→ DATA ROWS
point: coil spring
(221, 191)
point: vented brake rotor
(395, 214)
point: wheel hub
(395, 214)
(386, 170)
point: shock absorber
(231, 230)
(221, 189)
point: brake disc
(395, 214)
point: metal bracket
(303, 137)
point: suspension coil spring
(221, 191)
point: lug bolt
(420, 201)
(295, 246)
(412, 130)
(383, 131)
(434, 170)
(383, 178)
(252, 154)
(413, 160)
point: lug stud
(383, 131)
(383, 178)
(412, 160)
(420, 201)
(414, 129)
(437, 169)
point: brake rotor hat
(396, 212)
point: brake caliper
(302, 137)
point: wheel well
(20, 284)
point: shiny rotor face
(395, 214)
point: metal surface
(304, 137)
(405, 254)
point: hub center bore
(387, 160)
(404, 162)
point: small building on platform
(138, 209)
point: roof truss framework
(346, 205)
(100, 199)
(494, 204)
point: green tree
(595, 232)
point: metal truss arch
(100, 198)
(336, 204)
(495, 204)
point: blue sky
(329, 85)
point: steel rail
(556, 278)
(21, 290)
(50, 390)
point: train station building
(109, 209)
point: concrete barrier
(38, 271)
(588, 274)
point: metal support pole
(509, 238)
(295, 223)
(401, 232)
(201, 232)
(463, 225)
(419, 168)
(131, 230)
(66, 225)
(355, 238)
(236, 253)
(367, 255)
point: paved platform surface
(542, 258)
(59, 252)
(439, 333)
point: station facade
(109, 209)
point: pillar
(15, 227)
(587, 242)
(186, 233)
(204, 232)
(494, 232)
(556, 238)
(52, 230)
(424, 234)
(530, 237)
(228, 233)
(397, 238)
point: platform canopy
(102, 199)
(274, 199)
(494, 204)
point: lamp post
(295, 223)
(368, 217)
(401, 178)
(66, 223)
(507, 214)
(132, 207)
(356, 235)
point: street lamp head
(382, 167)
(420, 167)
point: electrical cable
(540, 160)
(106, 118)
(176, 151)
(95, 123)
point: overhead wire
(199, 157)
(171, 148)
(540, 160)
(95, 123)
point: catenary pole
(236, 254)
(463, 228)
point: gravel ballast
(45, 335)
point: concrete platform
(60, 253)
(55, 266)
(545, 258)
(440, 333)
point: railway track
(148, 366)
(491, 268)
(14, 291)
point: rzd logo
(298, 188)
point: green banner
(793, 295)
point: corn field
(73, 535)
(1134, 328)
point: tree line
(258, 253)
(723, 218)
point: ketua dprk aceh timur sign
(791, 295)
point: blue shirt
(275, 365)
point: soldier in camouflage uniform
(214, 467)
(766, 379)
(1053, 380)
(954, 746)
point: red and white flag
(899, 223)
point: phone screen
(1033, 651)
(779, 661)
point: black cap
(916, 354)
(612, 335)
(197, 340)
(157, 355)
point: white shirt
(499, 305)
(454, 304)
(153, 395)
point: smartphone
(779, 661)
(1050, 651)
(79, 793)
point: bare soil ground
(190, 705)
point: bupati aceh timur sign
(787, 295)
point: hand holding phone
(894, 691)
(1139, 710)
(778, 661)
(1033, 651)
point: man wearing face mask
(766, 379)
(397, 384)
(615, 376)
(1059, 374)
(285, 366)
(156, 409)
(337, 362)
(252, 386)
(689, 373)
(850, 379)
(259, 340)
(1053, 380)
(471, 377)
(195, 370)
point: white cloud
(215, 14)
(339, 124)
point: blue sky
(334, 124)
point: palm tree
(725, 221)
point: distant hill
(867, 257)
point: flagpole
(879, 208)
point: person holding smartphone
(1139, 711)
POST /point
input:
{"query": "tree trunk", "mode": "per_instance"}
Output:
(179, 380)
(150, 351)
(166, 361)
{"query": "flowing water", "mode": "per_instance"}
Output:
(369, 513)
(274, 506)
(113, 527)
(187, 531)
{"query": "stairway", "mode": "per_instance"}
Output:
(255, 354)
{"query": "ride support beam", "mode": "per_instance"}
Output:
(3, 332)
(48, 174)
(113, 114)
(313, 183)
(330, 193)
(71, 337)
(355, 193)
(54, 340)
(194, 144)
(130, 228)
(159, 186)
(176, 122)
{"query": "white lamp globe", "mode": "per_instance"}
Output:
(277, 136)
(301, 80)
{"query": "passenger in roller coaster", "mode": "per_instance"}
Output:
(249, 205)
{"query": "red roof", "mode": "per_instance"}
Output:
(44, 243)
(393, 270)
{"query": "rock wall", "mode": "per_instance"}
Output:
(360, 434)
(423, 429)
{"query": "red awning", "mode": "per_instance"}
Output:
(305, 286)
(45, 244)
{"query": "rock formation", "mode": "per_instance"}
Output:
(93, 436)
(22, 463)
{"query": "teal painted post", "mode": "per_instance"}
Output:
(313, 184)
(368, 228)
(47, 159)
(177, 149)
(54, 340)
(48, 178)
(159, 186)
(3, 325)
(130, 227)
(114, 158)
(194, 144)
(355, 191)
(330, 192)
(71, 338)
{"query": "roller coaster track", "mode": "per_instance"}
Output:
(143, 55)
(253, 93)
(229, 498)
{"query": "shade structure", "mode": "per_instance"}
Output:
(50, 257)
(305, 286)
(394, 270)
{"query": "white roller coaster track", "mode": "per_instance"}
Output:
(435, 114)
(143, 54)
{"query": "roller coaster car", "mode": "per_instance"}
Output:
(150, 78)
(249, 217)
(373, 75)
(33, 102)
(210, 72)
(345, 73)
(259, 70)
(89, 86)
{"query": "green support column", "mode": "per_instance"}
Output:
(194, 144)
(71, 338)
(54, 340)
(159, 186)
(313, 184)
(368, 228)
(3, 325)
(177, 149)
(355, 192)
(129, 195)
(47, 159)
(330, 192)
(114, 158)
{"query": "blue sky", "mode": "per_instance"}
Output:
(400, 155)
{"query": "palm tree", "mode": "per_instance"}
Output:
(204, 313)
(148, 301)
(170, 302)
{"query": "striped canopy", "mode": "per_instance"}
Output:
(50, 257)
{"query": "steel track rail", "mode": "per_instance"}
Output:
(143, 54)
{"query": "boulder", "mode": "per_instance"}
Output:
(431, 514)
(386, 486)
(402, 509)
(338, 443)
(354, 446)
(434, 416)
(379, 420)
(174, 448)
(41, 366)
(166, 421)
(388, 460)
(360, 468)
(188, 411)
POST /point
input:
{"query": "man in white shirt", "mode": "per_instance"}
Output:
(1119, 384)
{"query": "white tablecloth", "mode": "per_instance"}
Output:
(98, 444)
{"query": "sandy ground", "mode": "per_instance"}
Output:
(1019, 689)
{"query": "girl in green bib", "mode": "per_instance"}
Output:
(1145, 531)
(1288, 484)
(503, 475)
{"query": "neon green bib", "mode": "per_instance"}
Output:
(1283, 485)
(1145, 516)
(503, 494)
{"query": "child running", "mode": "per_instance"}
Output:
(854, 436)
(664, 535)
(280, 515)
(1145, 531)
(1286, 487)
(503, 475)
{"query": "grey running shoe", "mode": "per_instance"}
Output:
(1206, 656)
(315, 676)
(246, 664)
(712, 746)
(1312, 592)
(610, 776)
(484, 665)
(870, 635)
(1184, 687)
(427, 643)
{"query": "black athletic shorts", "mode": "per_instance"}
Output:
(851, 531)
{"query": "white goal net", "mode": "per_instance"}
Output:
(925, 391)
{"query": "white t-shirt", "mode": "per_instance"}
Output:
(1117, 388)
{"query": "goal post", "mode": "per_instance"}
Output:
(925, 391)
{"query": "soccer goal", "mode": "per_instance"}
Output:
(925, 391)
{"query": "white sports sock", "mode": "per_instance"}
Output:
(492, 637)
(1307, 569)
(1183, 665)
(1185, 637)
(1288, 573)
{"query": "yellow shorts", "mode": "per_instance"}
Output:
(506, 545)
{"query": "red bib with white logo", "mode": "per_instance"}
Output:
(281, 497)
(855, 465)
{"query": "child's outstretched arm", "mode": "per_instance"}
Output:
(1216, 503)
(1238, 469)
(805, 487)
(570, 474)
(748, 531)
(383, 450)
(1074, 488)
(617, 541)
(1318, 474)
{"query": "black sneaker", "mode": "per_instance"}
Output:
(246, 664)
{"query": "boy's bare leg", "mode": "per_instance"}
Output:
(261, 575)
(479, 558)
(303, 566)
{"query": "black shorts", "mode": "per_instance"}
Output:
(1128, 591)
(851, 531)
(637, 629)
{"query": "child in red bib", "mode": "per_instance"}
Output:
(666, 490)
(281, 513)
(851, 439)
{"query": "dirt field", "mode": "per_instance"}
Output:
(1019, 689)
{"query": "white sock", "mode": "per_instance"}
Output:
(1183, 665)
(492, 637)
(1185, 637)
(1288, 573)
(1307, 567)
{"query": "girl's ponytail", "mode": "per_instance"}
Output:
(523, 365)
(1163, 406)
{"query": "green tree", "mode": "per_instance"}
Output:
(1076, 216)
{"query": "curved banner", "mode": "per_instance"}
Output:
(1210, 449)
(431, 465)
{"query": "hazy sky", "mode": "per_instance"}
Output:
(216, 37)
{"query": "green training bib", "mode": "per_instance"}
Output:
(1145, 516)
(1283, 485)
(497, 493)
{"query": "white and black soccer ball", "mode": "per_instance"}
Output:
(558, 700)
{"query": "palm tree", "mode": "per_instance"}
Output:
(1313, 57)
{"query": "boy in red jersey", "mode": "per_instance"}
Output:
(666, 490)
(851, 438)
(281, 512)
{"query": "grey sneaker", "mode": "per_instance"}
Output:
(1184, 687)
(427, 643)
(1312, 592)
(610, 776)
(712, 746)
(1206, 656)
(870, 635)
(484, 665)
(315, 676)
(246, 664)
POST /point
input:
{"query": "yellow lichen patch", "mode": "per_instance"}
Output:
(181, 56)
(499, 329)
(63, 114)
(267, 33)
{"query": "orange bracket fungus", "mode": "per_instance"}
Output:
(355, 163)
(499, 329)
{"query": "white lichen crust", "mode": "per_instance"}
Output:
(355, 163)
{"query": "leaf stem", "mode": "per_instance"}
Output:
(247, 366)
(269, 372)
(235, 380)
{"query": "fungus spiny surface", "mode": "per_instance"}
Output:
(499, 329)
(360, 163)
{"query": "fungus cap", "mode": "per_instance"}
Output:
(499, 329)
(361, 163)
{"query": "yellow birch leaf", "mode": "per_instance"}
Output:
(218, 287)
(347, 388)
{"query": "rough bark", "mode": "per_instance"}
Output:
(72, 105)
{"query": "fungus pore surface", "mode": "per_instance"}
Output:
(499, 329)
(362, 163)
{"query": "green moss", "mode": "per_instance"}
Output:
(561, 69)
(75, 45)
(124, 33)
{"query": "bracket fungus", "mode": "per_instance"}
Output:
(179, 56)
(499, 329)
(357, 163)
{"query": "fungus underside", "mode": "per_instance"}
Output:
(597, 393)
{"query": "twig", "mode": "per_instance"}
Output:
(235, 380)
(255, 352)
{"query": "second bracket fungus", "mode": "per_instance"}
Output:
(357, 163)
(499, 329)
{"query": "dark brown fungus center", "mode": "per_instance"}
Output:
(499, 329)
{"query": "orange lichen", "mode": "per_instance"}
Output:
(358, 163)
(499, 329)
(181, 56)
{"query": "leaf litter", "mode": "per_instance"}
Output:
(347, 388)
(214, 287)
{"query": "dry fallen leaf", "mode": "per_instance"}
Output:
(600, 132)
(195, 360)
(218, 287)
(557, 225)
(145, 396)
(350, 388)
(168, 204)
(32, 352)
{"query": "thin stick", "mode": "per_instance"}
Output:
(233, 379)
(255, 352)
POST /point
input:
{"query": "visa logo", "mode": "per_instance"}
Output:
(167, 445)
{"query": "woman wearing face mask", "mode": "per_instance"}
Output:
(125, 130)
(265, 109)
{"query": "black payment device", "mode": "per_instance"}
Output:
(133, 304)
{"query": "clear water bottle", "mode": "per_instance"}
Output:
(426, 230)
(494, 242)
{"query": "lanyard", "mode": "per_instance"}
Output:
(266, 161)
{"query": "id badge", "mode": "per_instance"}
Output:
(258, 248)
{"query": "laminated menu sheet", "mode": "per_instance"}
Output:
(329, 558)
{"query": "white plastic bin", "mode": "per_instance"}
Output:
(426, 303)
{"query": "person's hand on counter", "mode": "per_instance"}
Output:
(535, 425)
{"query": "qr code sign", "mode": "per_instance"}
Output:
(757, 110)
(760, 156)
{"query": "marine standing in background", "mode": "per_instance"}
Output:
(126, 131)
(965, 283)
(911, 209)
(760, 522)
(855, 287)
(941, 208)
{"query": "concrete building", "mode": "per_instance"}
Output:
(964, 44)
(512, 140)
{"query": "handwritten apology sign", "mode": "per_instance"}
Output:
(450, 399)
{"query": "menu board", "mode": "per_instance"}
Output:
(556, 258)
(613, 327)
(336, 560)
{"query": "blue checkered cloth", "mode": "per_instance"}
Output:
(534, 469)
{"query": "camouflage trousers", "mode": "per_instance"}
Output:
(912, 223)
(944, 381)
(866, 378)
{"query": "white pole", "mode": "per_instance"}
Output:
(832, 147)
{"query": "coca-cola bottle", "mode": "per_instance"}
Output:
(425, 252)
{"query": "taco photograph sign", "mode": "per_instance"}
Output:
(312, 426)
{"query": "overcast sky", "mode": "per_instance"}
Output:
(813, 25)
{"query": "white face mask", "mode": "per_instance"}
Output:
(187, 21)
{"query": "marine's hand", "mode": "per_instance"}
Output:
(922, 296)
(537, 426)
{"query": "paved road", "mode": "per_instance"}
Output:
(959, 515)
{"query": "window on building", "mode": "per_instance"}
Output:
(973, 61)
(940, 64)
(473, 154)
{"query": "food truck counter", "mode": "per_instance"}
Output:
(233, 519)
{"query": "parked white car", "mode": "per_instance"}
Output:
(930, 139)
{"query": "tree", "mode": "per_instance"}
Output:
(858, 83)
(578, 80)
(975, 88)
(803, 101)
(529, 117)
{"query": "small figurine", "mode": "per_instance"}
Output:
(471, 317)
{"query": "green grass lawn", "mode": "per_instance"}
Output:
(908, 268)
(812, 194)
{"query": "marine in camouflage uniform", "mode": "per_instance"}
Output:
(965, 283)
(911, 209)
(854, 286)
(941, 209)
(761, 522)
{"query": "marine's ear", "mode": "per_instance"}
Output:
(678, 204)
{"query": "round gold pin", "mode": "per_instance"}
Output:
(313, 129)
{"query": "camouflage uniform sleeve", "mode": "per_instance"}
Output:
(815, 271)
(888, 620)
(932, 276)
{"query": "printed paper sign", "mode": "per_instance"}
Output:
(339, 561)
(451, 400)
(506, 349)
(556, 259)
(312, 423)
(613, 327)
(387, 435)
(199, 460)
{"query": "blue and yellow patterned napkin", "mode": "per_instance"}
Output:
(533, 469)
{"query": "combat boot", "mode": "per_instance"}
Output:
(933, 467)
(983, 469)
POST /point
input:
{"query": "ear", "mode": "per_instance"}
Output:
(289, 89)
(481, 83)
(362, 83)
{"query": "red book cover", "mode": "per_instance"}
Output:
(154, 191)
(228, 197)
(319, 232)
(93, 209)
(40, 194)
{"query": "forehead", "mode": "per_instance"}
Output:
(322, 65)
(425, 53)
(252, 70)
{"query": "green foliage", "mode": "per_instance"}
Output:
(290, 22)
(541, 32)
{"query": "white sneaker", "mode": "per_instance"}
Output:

→ THE TASK
Pull out every line from the one with "and yellow patterned" to the end of the listing, and output only those.

→ REPLY TO THE TASK
{"query": "blue and yellow patterned napkin", "mode": "per_instance"}
Output:
(533, 469)
{"query": "combat boot", "mode": "per_instance"}
Output:
(933, 467)
(983, 469)
POST /point
input:
{"query": "ear", "mode": "per_instance"}
Output:
(289, 89)
(481, 83)
(362, 83)
{"query": "red book cover", "mode": "per_instance"}
Output:
(154, 191)
(228, 197)
(319, 232)
(93, 209)
(40, 194)
{"query": "forehead", "mode": "per_instance"}
Output:
(322, 65)
(425, 53)
(252, 70)
{"query": "green foliage", "mode": "per_instance"}
Output:
(290, 22)
(541, 32)
{"query": "white sneaker", "mode": "per_instance"}
Output:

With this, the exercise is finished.